Let that sink in. Be hypnotized the other way for awhile!

You Can Alter Human Nature!

We are naturally displeased with human nature as we see it about us. It so inert—so subservient—so incredibly dull.

Put yourself in the place of a bright youngster, two hundred years hence, looking back at these suffering times. Suppose he is studying "ancient history," and has been given pictures and books describing the life of our day. "But why did they live so?" he will ask. "Weren't they people like us? Couldn't they see—hear—feel? Hadn't they arms and hands and brains? Here's this—this—what do you call it? 'Overcrowding in cities.' What made them overcrowd?" Then the professor will have to explain. "It was their belief that governed them. They believed that economic laws necessitated all that kind of thing. Everybody believed it."

"But how could they believe it? They had intelligence; look at the things they invented, the scientific discoveries they made, the big businesses they managed! What made them believe it?" And unless the professor understands the peculiar effect of race-hypnotism he will be pushed for an answer.

▶ **Given entries**
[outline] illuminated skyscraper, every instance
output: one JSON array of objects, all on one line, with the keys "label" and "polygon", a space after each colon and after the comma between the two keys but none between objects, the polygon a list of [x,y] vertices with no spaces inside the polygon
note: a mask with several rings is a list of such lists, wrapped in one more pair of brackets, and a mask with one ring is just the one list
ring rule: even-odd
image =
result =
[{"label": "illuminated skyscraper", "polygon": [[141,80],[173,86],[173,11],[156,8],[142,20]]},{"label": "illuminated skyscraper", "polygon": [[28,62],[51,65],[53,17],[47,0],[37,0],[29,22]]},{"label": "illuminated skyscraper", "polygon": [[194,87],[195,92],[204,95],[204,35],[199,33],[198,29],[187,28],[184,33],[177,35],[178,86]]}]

▶ **Exercise prompt**
Copy the passage on altering human nature word for word, from start to finish.

▶ **Output for this exercise**
Let that sink in. Be hypnotized the other way for awhile!

You Can Alter Human Nature!

We are naturally displeased with human nature as we see it about us. It so inert—so subservient—so incredibly dull.

Put yourself in the place of a bright youngster, two hundred years hence, looking back at these suffering times. Suppose he is studying "ancient history," and has been given pictures and books describing the life of our day. "But why did they live so?" he will ask. "Weren't they people like us? Couldn't they see—hear—feel? Hadn't they arms and hands and brains? Here's this—this—what do you call it? 'Overcrowding in cities.' What made them overcrowd?" Then the professor will have to explain. "It was their belief that governed them. They believed that economic laws necessitated all that kind of thing. Everybody believed it."

"But how could they believe it? They had intelligence; look at the things they invented, the scientific discoveries they made, the big businesses they managed! What made them believe it?" And unless the professor understands the peculiar effect of race-hypnotism he will be pushed for an answer.